▶ [TASK TO COMPLETE]
Reproduce each line exactly, including spacing and punctuation.

▶ [GIVEN RECORDS]
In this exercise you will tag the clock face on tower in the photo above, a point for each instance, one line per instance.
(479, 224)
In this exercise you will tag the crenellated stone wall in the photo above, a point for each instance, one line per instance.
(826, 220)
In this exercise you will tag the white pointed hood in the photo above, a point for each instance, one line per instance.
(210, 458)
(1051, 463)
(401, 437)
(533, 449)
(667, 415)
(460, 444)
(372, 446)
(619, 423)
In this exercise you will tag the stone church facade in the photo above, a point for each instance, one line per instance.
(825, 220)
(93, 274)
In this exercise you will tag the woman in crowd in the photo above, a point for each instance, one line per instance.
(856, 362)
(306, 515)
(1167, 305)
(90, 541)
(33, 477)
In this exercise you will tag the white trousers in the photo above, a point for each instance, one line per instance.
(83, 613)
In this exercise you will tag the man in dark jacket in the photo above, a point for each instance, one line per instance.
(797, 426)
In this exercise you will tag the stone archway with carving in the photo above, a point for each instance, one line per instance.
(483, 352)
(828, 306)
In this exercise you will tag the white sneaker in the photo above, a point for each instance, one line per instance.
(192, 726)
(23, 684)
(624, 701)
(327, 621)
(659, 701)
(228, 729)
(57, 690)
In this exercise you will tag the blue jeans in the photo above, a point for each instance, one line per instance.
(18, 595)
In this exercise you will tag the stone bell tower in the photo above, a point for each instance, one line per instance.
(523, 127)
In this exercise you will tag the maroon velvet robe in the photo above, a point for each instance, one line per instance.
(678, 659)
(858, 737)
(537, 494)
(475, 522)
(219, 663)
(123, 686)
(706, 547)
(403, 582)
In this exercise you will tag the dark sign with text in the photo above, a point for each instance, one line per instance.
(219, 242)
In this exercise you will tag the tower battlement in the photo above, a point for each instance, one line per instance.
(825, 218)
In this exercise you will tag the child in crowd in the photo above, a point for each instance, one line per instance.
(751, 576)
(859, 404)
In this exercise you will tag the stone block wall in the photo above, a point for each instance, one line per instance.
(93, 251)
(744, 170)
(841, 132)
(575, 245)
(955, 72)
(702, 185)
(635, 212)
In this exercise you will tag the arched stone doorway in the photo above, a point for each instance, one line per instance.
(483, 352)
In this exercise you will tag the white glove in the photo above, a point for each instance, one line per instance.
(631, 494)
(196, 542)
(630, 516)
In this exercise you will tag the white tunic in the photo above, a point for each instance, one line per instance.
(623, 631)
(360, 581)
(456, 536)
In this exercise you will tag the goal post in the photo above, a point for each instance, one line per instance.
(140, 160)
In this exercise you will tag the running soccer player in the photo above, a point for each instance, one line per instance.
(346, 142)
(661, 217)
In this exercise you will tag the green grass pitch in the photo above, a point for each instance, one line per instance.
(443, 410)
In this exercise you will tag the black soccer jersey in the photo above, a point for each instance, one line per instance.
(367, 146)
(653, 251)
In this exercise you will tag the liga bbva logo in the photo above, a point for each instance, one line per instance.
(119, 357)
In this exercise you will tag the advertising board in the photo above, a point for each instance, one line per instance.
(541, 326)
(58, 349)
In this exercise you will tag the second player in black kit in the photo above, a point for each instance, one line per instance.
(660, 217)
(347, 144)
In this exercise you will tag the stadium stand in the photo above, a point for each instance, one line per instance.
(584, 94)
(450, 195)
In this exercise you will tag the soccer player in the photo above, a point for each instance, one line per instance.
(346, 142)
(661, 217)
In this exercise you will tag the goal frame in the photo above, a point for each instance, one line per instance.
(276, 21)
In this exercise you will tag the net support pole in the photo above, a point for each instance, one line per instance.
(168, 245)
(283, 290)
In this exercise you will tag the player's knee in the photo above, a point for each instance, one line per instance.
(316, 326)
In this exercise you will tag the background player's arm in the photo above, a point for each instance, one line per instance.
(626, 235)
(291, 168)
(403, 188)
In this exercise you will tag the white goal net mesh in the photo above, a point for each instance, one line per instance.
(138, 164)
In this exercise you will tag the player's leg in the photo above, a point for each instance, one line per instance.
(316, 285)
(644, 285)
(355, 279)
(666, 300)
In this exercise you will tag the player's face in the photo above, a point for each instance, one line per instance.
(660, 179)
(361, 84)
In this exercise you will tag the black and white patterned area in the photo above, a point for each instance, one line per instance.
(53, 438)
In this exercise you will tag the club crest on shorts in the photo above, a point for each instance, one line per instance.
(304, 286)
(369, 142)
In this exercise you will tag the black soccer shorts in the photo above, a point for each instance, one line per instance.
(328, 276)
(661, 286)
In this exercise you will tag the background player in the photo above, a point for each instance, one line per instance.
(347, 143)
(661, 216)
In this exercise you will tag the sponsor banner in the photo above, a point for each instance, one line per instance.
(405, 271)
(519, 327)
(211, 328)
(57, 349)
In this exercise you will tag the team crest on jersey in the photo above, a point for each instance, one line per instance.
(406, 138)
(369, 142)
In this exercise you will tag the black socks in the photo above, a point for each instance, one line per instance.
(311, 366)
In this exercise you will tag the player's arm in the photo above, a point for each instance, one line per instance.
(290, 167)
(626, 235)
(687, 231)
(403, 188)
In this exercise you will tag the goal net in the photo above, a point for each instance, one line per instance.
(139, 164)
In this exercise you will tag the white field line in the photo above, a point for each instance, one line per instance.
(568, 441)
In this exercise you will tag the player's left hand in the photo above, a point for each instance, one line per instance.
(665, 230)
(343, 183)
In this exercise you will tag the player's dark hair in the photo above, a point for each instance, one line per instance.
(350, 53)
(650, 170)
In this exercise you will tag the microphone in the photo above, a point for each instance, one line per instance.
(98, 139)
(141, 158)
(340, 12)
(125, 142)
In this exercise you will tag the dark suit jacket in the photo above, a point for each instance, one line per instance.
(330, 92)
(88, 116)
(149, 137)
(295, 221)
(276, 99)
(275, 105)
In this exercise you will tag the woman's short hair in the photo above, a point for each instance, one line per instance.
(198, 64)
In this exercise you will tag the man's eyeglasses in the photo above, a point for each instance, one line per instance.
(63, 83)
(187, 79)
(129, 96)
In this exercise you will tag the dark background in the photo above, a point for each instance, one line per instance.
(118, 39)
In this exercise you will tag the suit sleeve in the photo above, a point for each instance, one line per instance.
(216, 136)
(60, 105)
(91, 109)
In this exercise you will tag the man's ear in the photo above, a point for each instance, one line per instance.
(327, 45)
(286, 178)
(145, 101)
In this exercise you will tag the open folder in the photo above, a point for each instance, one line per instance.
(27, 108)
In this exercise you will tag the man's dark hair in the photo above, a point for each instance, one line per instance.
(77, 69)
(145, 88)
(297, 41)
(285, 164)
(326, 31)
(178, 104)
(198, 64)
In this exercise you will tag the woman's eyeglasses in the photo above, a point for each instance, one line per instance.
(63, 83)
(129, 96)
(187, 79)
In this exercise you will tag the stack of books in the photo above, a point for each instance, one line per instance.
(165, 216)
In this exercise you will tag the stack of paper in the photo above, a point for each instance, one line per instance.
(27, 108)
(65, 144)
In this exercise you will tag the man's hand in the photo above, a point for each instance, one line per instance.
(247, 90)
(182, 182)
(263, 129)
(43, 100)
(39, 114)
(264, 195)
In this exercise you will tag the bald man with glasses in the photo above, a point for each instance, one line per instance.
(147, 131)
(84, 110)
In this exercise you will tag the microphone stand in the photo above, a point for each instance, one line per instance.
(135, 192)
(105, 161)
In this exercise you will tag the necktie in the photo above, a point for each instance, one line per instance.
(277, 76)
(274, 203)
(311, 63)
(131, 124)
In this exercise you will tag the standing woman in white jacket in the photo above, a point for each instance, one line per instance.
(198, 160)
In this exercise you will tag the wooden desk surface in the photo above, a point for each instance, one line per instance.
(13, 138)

▶ [TASK OUTPUT]
In this exercise you will tag the clock face on tower in the photo above, a point for each instance, one line per instance.
(479, 224)
In this exercise you will tag the crenellated stone wall in the photo above, a point for each instance, one line per instance.
(826, 220)
In this exercise you will tag the white pointed hood in the photo above, a point for each instance, one line per instance.
(210, 458)
(1051, 463)
(401, 437)
(533, 449)
(667, 415)
(460, 444)
(372, 446)
(619, 423)
In this exercise you will tag the stone church facade in the photo above, a point for each instance, one line per instance.
(825, 220)
(93, 274)
In this exercise you will tag the woman in crowd in the photo above, a point for each instance, one line per instance.
(856, 362)
(306, 515)
(1167, 305)
(90, 541)
(33, 477)
In this exercise you will tag the white trousers in the photo above, a point for each instance, one line per instance.
(83, 613)
In this exercise you will tag the man in dark jacket in the photo above, a point for each instance, one line per instance.
(797, 426)
In this exercise you will tag the stone archway with carving in the photo above, a point for each instance, one line per instance.
(483, 352)
(828, 306)
In this exercise you will tag the white sneaker in the photo above, a point for each instance, one line per instance.
(192, 726)
(23, 684)
(624, 701)
(327, 621)
(659, 701)
(228, 729)
(57, 690)
In this exercise you will tag the blue jeans in the photo above, a point for each instance, one line per instance.
(18, 595)
In this exercise you will tag the stone bell tower in the photo above, a point for each instance, one line per instance.
(523, 127)
In this exercise you will tag the maroon velvet robe in the photo above, a point for each instance, one line per instance.
(678, 659)
(858, 737)
(537, 494)
(475, 522)
(219, 663)
(123, 686)
(706, 547)
(403, 582)
In this exercise you will tag the dark sign with text in the photo above, a point for each instance, one line per instance.
(219, 242)
In this exercise you will tag the tower battlement in the photo above, a point for each instance, one line per instance.
(825, 218)
In this exercise you will tag the child in crowd in the photo above, a point for each instance, one line per instance.
(751, 576)
(859, 404)
In this exercise you will tag the stone block wall in the photo above, a point for each instance, one line per instance.
(93, 251)
(744, 170)
(841, 132)
(575, 245)
(955, 72)
(702, 185)
(635, 212)
In this exercise you will tag the arched stone doorway in the photo above, a point for each instance, one line per instance.
(483, 352)
In this exercise you will tag the white glove in the photo above, a point for each instance, one line per instance.
(631, 494)
(196, 542)
(630, 516)
In this exercise you will tag the white tunic in the photo above, a point for each instance, one line per instance.
(623, 631)
(360, 581)
(456, 536)
In this exercise you will tag the goal post in the photo above, a point for each instance, one line per instance.
(140, 160)
In this exercise you will tag the running soccer player in the photo above, a point for each instance, one line per instance.
(346, 142)
(661, 217)
In this exercise you will tag the green grass pitch in the photo above, a point for each instance, one line per instance.
(443, 410)
In this exercise you will tag the black soccer jersey in the photo above, a point for each instance, one line per instance.
(367, 146)
(653, 251)
In this exercise you will tag the liga bbva logo in the photo above, a point for each instance, one line per instance.
(119, 357)
In this exercise you will tag the advertising board in the photo above, a point for each instance, one line per instance.
(541, 326)
(58, 349)
In this exercise you will tag the second player in black kit in the photo above, a point for each instance, one line per instance.
(660, 217)
(347, 144)
In this exercise you will tag the stadium stand in the photo above, a point for each instance, one line per instance.
(584, 94)
(450, 195)
In this exercise you will tag the soccer player in the photo above, a point for each instance, one line per instance.
(346, 142)
(661, 217)
In this exercise you will tag the goal frame in the photo above, a point for each instance, one line per instance.
(276, 21)
In this exercise you will tag the net support pole in the photo above, a point for each instance, one line per instance.
(168, 245)
(283, 290)
In this exercise you will tag the player's knee in the photo above, a point for each instance, one line per instance.
(316, 326)
In this exercise you will tag the background player's arm in the photo above, a point for each instance, one line per instance.
(626, 235)
(291, 168)
(403, 188)
In this exercise you will tag the white goal net mesh in the photo above, a point for each instance, one line per instance.
(138, 164)
In this exercise you will tag the player's leg in the photo above, a point for each instance, one line per instance.
(316, 285)
(644, 285)
(355, 279)
(666, 300)
In this exercise you will tag the player's face in the photo above, a point for each instance, one line per instance.
(660, 179)
(361, 84)
In this exercise you will tag the black and white patterned area in the photo above, a point for each instance, one line per instance.
(53, 438)
In this exercise you will tag the club crest on shorts in the photo above, a point for each instance, one line per instance.
(304, 286)
(369, 142)
In this exercise you will tag the black soccer shorts in the photo above, a point for each instance, one line per instance.
(328, 276)
(661, 286)
In this exercise you will tag the background player in the photo above, a point for each instance, one line per instance.
(347, 143)
(661, 216)
In this exercise you will tag the sponsor banner in the photo above, a point for each instance, one line per instance.
(405, 271)
(519, 327)
(211, 328)
(57, 349)
In this exercise you will tag the team crest on jersey in the photo above, a point for each instance, one line per instance.
(406, 138)
(369, 142)
In this exercise you will tag the black socks in the photo above, a point for each instance, one line per instance.
(311, 366)
In this exercise you will tag the player's arm in the photo above, a point for each instance, one line per instance.
(290, 167)
(626, 235)
(687, 231)
(403, 188)
In this exercise you will tag the goal net in the photo above, a point for each instance, one line per instance.
(139, 164)
In this exercise you will tag the white field line in the photo above, a point for each instance, one line per instance.
(568, 441)
In this exercise you will tag the player's left hand in the photo above, a point for each instance, one line per instance.
(665, 230)
(343, 183)
In this exercise you will tag the player's dark hair in the photo above, a point for each instance, one line per instance.
(350, 53)
(650, 170)
In this exercise you will tag the microphone in the photo above, a point for each instance, one line per instance.
(98, 139)
(141, 158)
(340, 12)
(125, 142)
In this exercise you will tag the dark suit jacket in the photo above, a point for each instance, one line per instance.
(330, 92)
(88, 116)
(149, 137)
(295, 221)
(276, 99)
(275, 105)
In this exercise you will tag the woman's short hair in the photo above, a point for each instance, one line per instance.
(198, 64)
In this exercise you will tag the man's eyeglasses in the photo above, a point for each instance, one line per instance.
(63, 83)
(187, 79)
(129, 96)
In this exercise you will tag the dark background in the photo above, a point for each instance, one line per instance.
(118, 39)
In this exercise you will tag the suit sleeve in the photo above, a point for each instance, one line per instance.
(216, 136)
(60, 105)
(91, 109)
In this exercise you will tag the man's ear in the photo above, a point for each instance, one line per instance.
(327, 45)
(286, 178)
(145, 101)
In this exercise you will tag the open folder in the photo above, a point for each instance, one line per instance.
(27, 108)
In this exercise you will tag the man's dark hair in the photo above, a point for each instance, one line per instance.
(77, 69)
(145, 88)
(297, 41)
(285, 164)
(326, 31)
(178, 104)
(198, 64)
In this exercise you will tag the woman's eyeglasses in the photo above, a point for each instance, one line per instance.
(63, 83)
(129, 96)
(187, 79)
In this exercise you will tag the stack of books in the photo above, a point for each instance, one line per instance.
(165, 216)
In this exercise you will tag the stack of paper in the photo above, a point for each instance, one line per instance.
(27, 108)
(65, 144)
In this exercise you will tag the man's hand in the photo above, a point for each instance, one line per instance.
(247, 90)
(182, 182)
(263, 129)
(43, 100)
(39, 114)
(264, 195)
In this exercise you will tag the bald man with glasses in the photo above, a point for each instance, one line per instance.
(147, 131)
(84, 110)
In this exercise you will tag the microphone stand in the photo above, a point for each instance, one line per instance.
(135, 192)
(105, 161)
In this exercise you will tag the necktie in the photo above, a point for each instance, one line per instance.
(277, 76)
(274, 203)
(311, 63)
(131, 124)
In this exercise you will tag the standing woman in white jacket in the photo above, a point for each instance, one line per instance.
(198, 160)
In this exercise you will tag the wooden desk surface in the photo above, a point for each instance, one line per instance.
(13, 138)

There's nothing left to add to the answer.